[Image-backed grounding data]
------

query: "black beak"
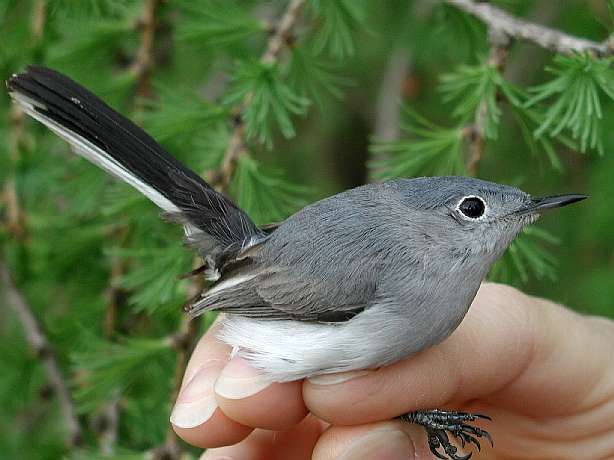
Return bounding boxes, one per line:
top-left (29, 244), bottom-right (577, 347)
top-left (518, 194), bottom-right (588, 214)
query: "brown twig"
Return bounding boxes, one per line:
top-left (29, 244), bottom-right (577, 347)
top-left (92, 398), bottom-right (120, 456)
top-left (151, 3), bottom-right (308, 458)
top-left (3, 106), bottom-right (27, 241)
top-left (94, 2), bottom-right (161, 453)
top-left (31, 0), bottom-right (46, 42)
top-left (444, 0), bottom-right (614, 56)
top-left (150, 311), bottom-right (201, 460)
top-left (131, 0), bottom-right (160, 99)
top-left (261, 0), bottom-right (306, 64)
top-left (209, 0), bottom-right (307, 192)
top-left (1, 262), bottom-right (83, 448)
top-left (106, 0), bottom-right (160, 342)
top-left (3, 0), bottom-right (81, 449)
top-left (95, 243), bottom-right (124, 455)
top-left (3, 0), bottom-right (46, 242)
top-left (5, 0), bottom-right (45, 238)
top-left (149, 282), bottom-right (201, 460)
top-left (465, 28), bottom-right (511, 176)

------

→ Required work: The records above must be repeated in full and exactly, but without any of the pictures.

→ The completed task:
query: "black beak"
Return bounding boxes, one per line:
top-left (29, 244), bottom-right (577, 347)
top-left (518, 194), bottom-right (588, 214)
query: "brown twig"
Return bounding boxes, one per line:
top-left (29, 244), bottom-right (577, 347)
top-left (92, 398), bottom-right (120, 456)
top-left (151, 3), bottom-right (308, 458)
top-left (3, 106), bottom-right (27, 241)
top-left (94, 2), bottom-right (161, 453)
top-left (31, 0), bottom-right (46, 42)
top-left (444, 0), bottom-right (614, 56)
top-left (150, 311), bottom-right (201, 460)
top-left (131, 0), bottom-right (160, 99)
top-left (261, 0), bottom-right (306, 64)
top-left (209, 0), bottom-right (307, 192)
top-left (1, 262), bottom-right (83, 448)
top-left (106, 0), bottom-right (160, 342)
top-left (3, 0), bottom-right (81, 449)
top-left (95, 243), bottom-right (124, 455)
top-left (3, 0), bottom-right (46, 242)
top-left (5, 0), bottom-right (45, 238)
top-left (149, 282), bottom-right (201, 460)
top-left (465, 28), bottom-right (511, 176)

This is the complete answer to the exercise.